Please reproduce word for word the passage of the essay on the need to be needed, starting with "1. Letting Go" and going on through "made her indispensable.".
* start Provided text *
1. Letting Go of the Need to Be Needed.
I was riding in an Uber recently, and the driver — a young woman—started sharing how happy she was to finally have a car. She said, “Now I can help people get around, like I always wanted.” She was proud of being able to offer something, to feel essential, to play a role in others’ lives. But something struck me: people were getting around just fine before she had a car, before Uber even existed. Yet, in her mind, having this car now made her indispensable.
This Uber driver’s pride was a glimpse into a deeper, universal phenomenon: the ego’s relentless need to feel needed, indispensable, valued because of what it provides. Her joy wasn’t just about owning a car — it was tied to a sense of worth rooted in being necessary to others. And this urge, though subtle, reflects a powerful, often overlooked need of the ego: to be essential, to matter, to fill a space in someone else’s life.
The ego convinces us that our value depends on others needing us. It whispers, “They need me; I’m important because of what I provide.” In the Uber driver’s case, the car wasn’t just transportation; it was a symbol of her worth, an external role that made her feel meaningful. And here’s the irony — the ego clings to this idea because, deep down, it senses its own emptiness.
* end Provided text *
* start Dataset *
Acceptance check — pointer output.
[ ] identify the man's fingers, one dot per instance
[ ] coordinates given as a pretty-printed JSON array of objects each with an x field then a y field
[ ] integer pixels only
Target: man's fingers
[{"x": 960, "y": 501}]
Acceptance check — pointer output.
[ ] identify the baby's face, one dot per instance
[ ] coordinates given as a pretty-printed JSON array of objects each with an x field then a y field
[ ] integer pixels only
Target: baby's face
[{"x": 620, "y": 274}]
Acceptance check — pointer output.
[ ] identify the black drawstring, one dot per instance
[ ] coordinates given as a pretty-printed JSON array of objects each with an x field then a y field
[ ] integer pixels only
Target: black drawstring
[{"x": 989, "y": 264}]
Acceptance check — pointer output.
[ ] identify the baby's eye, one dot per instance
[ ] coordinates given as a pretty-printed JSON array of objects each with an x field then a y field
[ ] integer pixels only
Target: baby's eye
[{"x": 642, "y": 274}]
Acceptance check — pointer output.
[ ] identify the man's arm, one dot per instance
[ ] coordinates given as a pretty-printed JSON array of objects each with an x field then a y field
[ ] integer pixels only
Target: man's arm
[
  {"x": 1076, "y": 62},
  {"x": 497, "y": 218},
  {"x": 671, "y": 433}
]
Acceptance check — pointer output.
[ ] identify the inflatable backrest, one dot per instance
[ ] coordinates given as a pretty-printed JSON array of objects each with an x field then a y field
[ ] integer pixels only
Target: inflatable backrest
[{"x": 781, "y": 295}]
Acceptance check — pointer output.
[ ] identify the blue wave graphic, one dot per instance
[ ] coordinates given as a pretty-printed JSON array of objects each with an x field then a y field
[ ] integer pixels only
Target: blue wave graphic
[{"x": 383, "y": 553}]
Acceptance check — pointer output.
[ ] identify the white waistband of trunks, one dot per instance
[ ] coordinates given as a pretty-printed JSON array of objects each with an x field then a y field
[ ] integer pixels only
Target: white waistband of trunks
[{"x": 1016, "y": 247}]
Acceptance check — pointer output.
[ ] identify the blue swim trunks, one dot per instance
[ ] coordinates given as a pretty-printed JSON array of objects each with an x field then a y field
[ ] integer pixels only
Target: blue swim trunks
* end Dataset *
The reply:
1. Letting Go of the Need to Be Needed.
I was riding in an Uber recently, and the driver — a young woman—started sharing how happy she was to finally have a car. She said, “Now I can help people get around, like I always wanted.” She was proud of being able to offer something, to feel essential, to play a role in others’ lives. But something struck me: people were getting around just fine before she had a car, before Uber even existed. Yet, in her mind, having this car now made her indispensable.